__Work to complete__: Copy word for word everything from the start of the data down to and including the line that contains "box: [2, 116, 20, 130]". Leave the pictures out of your answer.

### Data for processing

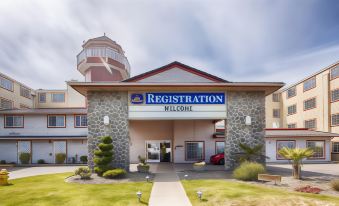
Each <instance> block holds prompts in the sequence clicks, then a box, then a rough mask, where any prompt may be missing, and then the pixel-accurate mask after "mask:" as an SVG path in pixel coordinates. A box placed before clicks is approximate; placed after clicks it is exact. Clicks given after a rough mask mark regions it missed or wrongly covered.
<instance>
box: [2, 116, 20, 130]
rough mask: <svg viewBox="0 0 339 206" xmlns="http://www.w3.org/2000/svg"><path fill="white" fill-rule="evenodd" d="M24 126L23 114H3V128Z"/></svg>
mask: <svg viewBox="0 0 339 206" xmlns="http://www.w3.org/2000/svg"><path fill="white" fill-rule="evenodd" d="M22 127H24V116H23V115H5V128H22Z"/></svg>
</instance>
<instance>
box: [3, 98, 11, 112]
mask: <svg viewBox="0 0 339 206" xmlns="http://www.w3.org/2000/svg"><path fill="white" fill-rule="evenodd" d="M12 108H13V101H11V100H7V99H3V98H0V109H12Z"/></svg>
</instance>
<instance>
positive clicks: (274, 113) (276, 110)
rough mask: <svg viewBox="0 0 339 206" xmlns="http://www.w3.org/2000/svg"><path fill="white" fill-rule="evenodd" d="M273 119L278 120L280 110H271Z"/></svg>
mask: <svg viewBox="0 0 339 206" xmlns="http://www.w3.org/2000/svg"><path fill="white" fill-rule="evenodd" d="M273 117H274V118H280V109H273Z"/></svg>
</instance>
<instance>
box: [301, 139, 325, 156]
mask: <svg viewBox="0 0 339 206" xmlns="http://www.w3.org/2000/svg"><path fill="white" fill-rule="evenodd" d="M306 147H307V148H311V149H312V150H313V152H314V153H313V155H312V157H311V158H310V159H322V158H325V141H306Z"/></svg>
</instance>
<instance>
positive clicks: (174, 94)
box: [145, 93, 225, 104]
mask: <svg viewBox="0 0 339 206" xmlns="http://www.w3.org/2000/svg"><path fill="white" fill-rule="evenodd" d="M145 102H146V104H225V93H146V101H145Z"/></svg>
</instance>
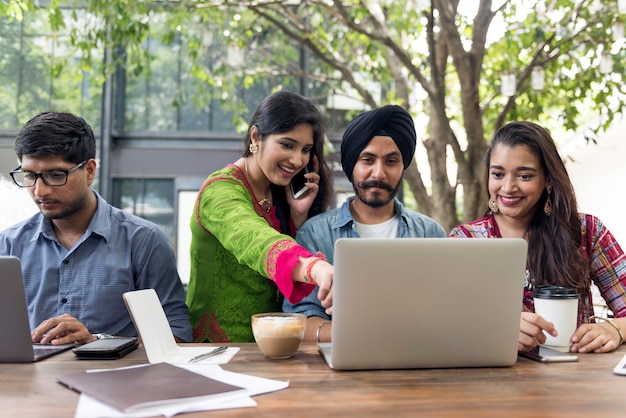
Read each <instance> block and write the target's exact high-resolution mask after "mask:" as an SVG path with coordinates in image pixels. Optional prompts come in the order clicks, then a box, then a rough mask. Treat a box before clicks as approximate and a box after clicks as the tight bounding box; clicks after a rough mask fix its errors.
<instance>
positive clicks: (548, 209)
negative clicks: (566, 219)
mask: <svg viewBox="0 0 626 418" xmlns="http://www.w3.org/2000/svg"><path fill="white" fill-rule="evenodd" d="M546 191H547V192H548V198H547V199H546V204H545V205H543V213H545V214H546V216H550V215H552V199H550V192H552V187H551V186H547V187H546Z"/></svg>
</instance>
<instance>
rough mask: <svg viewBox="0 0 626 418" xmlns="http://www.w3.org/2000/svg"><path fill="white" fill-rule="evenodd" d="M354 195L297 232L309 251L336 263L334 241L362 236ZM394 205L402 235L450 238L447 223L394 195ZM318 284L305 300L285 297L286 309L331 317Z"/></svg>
mask: <svg viewBox="0 0 626 418" xmlns="http://www.w3.org/2000/svg"><path fill="white" fill-rule="evenodd" d="M353 200H354V196H352V197H350V198H348V199H347V200H346V201H345V202H344V203H343V205H341V207H339V208H337V209H333V210H330V211H328V212H324V213H321V214H319V215H317V216H314V217H313V218H311V219H309V220H307V221H306V222H305V223H304V224H303V225H302V227H301V228H300V230H299V231H298V234H297V235H296V241H298V243H299V244H300V245H302V246H303V247H305V248H306V249H308V250H309V251H311V252H313V253H315V252H318V251H319V252H321V253H322V254H324V256H325V257H326V259H327V260H328V262H329V263H330V264H333V255H334V245H335V241H337V240H338V239H339V238H360V237H359V234H358V233H357V231H356V223H355V221H354V218H353V217H352V213H351V212H350V203H351V202H352V201H353ZM394 207H395V212H396V216H397V217H398V218H399V219H398V221H399V222H398V234H397V237H398V238H446V237H447V234H446V231H445V230H444V229H443V227H442V226H441V225H440V224H439V223H438V222H437V221H435V220H434V219H432V218H429V217H428V216H426V215H423V214H421V213H417V212H414V211H412V210H408V209H406V208H405V207H404V206H403V205H402V202H400V200H398V199H394ZM317 290H318V289H317V288H315V289H314V290H313V292H311V294H310V295H309V296H307V297H306V298H304V299H303V300H302V301H301V302H299V303H296V304H292V303H290V302H289V301H287V300H285V301H284V302H283V311H285V312H298V313H303V314H305V315H306V316H307V317H308V316H319V317H321V318H324V319H331V318H330V316H329V315H327V314H326V312H325V309H324V308H323V307H322V304H321V302H320V300H319V298H318V297H317Z"/></svg>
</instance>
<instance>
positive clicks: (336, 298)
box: [319, 238, 527, 370]
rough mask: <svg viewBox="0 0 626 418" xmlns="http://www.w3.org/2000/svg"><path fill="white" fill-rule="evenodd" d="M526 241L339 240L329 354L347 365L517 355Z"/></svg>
mask: <svg viewBox="0 0 626 418" xmlns="http://www.w3.org/2000/svg"><path fill="white" fill-rule="evenodd" d="M526 250H527V244H526V241H524V240H523V239H478V238H475V239H456V238H405V239H397V238H391V239H373V238H347V239H346V238H344V239H339V240H337V242H336V243H335V254H334V263H335V278H334V284H333V318H332V322H333V325H332V342H331V343H320V344H319V345H320V352H321V354H322V355H323V356H324V358H325V359H326V361H327V362H328V364H329V365H330V366H331V367H333V368H335V369H338V370H365V369H412V368H446V367H487V366H510V365H512V364H514V363H515V362H516V361H517V340H518V334H519V326H520V315H521V307H522V298H523V288H524V272H525V266H526Z"/></svg>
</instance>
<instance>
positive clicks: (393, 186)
mask: <svg viewBox="0 0 626 418" xmlns="http://www.w3.org/2000/svg"><path fill="white" fill-rule="evenodd" d="M401 185H402V179H400V181H398V184H396V186H395V187H394V186H392V185H391V184H389V183H385V182H383V181H378V180H370V181H364V182H363V183H357V184H353V185H352V188H353V189H354V193H355V195H356V197H357V198H358V199H359V200H360V201H361V202H363V203H365V204H366V205H367V206H369V207H372V208H380V207H383V206H385V205H387V204H388V203H390V202H391V201H392V200H393V199H394V198H395V197H396V196H397V195H398V191H399V190H400V186H401ZM374 187H377V188H380V189H383V190H386V191H387V192H385V191H382V192H380V191H376V192H370V193H368V189H371V188H374Z"/></svg>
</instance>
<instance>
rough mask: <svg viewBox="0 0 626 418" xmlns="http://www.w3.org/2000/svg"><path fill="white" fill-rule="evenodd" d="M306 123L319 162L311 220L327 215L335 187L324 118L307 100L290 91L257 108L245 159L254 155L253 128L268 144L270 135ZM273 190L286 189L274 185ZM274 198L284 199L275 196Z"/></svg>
mask: <svg viewBox="0 0 626 418" xmlns="http://www.w3.org/2000/svg"><path fill="white" fill-rule="evenodd" d="M303 123H306V124H309V125H311V128H313V150H312V152H311V158H313V155H316V156H317V160H318V162H319V175H320V181H319V186H320V189H319V192H318V193H317V196H316V197H315V200H314V201H313V204H312V205H311V208H310V209H309V217H311V216H314V215H317V214H319V213H322V212H324V211H325V210H326V209H327V208H328V205H329V204H330V200H331V197H332V192H333V191H332V184H331V182H330V168H329V167H328V164H327V163H326V160H325V159H324V125H323V120H322V115H321V113H320V111H319V110H318V109H317V107H315V105H314V104H313V103H312V102H311V101H310V100H309V99H307V98H305V97H303V96H301V95H299V94H297V93H293V92H289V91H279V92H276V93H273V94H271V95H269V96H267V97H266V98H265V99H264V100H263V101H262V102H261V104H260V105H259V107H257V109H256V111H255V112H254V115H253V116H252V120H251V121H250V125H249V127H248V132H247V133H246V137H245V140H244V145H245V148H244V152H243V156H244V157H247V156H249V155H250V150H249V146H250V143H251V141H252V139H251V138H250V131H251V130H252V127H253V126H256V127H257V130H258V134H259V139H260V140H261V141H264V140H265V139H266V138H267V136H268V135H272V134H279V133H284V132H288V131H291V130H292V129H294V128H295V127H296V126H298V125H301V124H303ZM272 188H273V189H276V188H280V189H284V187H280V186H276V185H272ZM274 195H279V196H282V195H284V190H282V193H275V194H274Z"/></svg>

######

__Written solution__:
Each <instance> block holds prompts in the sequence clicks, then a box, then a rough mask, where any prompt may be missing, and then the pixel-accurate mask after "mask:" as an SVG path in pixel coordinates. A box placed before clicks is approximate; placed after clicks it is exact. Clicks given after a rough mask mark regions it missed or wrongly covered.
<instance>
box: [2, 116, 20, 130]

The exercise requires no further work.